*** Opening of Document passage ***
It can be hard to react to and remediate ransomware attacks; by the time you realize you're under attack, you're already in damage control mode.
The sheer number of ransomware attacks that take place isn't surprising. Though organizations across the globe have long been plagued by ransomware, the recent increase in hybrid work environments has led to a subsequent increase in cyberattacks. A report by Cybersecurity Ventures states that globally, a business succumbs to a ransomware attack every 11 seconds. This means there's a very good chance that by the time you finish reading this article, almost 10 organizations will be having a face-off with an attacker.
While it's advisable to adopt enhanced security solutions to monitor ransomware in real time, this article will look at some ways to reduce the possibility of a ransomware attack occurring in the first place. Because you know what they say: Prevention is better than cure.
- Identify and secure exposed assets
Exposed assets refer to an organization’s websites, databases,documents, and any other online information or portal susceptible to hacking attempts.
Once you've identified what's being exposed, the next step is to link those assets to security measures, like patching and timely software updates, to keep them safe from exploitation. Also, this shouldn't be a one-time security exercise. It's critical to keep an eye on your security measures to see if something isn't operating properly and make any necessary improvements.
Simply put, determine any assets that are exposed to the internet and secure them around the clock.
- Recreate corporate security measures for individual remote workers
The need to protect data from attacks and illegal access has always existed, but it's never been more urgent than since the pandemic accelerated the adoption of digital transformation. As hybrid work becomes more popular in the next few years, one of the biggest challenges will be recreating the same enterprise-grade security perimeter for workers in several remote locations, including measures like firewalls and multi-factor authentication. While multi-factor authentication offers an extra layer of security and reduces the danger of stolen or weak credentials, firewalls prevent ransomware from communicating with your network.
*** Close of Document passage ***
*** Opening of Extracted entries ***
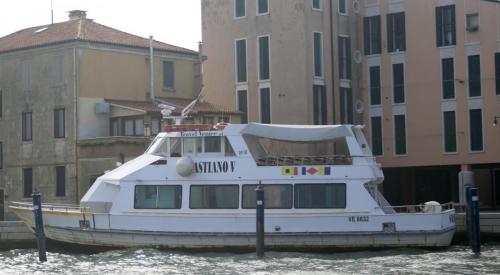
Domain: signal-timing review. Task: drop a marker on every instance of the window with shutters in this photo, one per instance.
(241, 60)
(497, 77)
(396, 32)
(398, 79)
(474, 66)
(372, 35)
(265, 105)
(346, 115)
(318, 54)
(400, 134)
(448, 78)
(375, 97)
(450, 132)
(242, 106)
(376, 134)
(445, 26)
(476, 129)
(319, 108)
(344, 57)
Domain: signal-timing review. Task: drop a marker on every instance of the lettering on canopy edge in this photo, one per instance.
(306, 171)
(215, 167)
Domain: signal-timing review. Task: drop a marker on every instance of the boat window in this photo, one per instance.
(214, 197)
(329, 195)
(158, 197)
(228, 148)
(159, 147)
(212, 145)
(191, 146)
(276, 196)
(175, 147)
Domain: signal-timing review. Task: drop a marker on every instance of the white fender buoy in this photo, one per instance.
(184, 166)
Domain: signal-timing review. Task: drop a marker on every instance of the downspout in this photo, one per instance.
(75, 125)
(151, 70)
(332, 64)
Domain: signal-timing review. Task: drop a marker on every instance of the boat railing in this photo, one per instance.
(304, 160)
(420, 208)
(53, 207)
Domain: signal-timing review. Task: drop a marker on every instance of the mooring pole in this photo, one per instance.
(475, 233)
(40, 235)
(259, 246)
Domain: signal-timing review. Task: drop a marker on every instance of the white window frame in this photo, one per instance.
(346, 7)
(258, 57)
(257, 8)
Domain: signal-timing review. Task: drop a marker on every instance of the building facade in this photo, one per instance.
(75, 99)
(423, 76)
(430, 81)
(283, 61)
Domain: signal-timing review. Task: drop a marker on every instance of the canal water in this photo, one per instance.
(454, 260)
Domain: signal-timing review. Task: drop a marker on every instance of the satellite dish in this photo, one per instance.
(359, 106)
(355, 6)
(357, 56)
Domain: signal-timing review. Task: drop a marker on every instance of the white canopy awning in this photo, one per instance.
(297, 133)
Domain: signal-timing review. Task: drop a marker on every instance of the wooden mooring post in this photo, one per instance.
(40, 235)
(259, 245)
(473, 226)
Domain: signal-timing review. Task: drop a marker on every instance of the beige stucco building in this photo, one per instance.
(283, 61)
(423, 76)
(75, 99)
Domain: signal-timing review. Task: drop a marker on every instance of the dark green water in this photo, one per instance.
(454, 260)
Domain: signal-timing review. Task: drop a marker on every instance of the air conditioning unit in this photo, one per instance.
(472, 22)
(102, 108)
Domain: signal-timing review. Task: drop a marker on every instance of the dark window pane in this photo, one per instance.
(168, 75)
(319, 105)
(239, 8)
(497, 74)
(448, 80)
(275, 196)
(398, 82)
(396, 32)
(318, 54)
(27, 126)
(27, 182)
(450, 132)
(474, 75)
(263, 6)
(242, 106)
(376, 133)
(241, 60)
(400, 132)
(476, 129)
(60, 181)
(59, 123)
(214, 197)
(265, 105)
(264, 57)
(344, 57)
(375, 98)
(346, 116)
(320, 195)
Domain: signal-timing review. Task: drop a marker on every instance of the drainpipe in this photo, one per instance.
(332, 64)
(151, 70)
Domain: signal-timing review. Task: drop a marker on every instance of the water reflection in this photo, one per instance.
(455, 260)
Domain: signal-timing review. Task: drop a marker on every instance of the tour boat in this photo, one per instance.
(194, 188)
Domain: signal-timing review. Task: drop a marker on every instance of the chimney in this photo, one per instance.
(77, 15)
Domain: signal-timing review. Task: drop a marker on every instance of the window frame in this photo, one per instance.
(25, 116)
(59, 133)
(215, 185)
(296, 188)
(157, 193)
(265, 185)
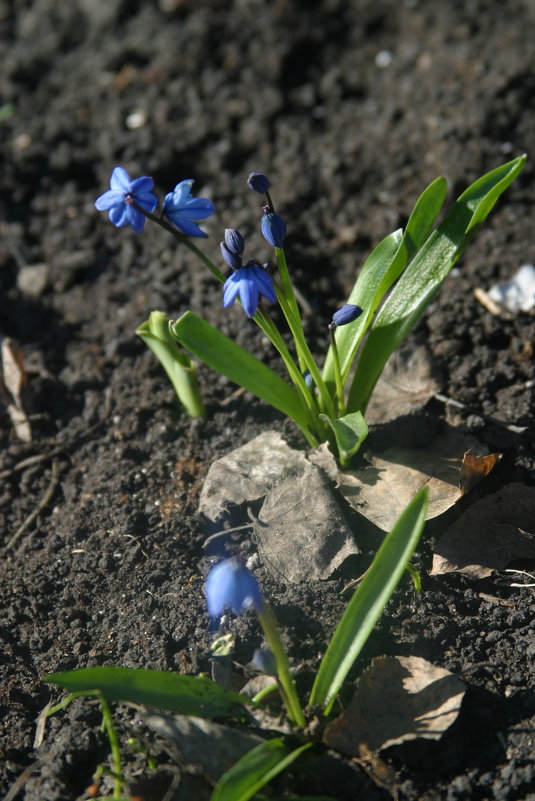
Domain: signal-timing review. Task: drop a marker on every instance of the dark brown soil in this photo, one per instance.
*** Close of Extracted entries ***
**Explore the material**
1: According to the ransomware article, how often does a business around the world fall victim to a ransomware attack?
2: Please continue the ransomware article from its final sentence.

**Response list**
1: Every 11 seconds, according to a report by Cybersecurity Ventures.

2:
Deep dive: Here's an on-demand webinar on enhancing endpoint security for remote workers.
- Encrypt sensitive corporate data
If your organization falls victim to a ransomware attack, would you pay the ransom?
If your answer is yes, you should consider investing in a data encryption tool if you haven't already. Paying the ransom at any cost carries risks. First, it doesn't guarantee that your data is still safe and recoverable. Second, paying ransom only encourages ransomware attackers to carry out larger attacks in the future.
One way of insuring yourself against facing such situations is to invest in a strong encryption tool that prevents the disclosure of sensitive information when attackers try to access it.
The bottom line
There are many ways that an attacker can get to your data; ransomware is just one of them. Threat actors can exploit a vulnerability in your application, obtain access to your server, or steal your laptop when you're on the go. It may sound simple, but the best way to mitigate an attack is to prevent it from happening in the first place.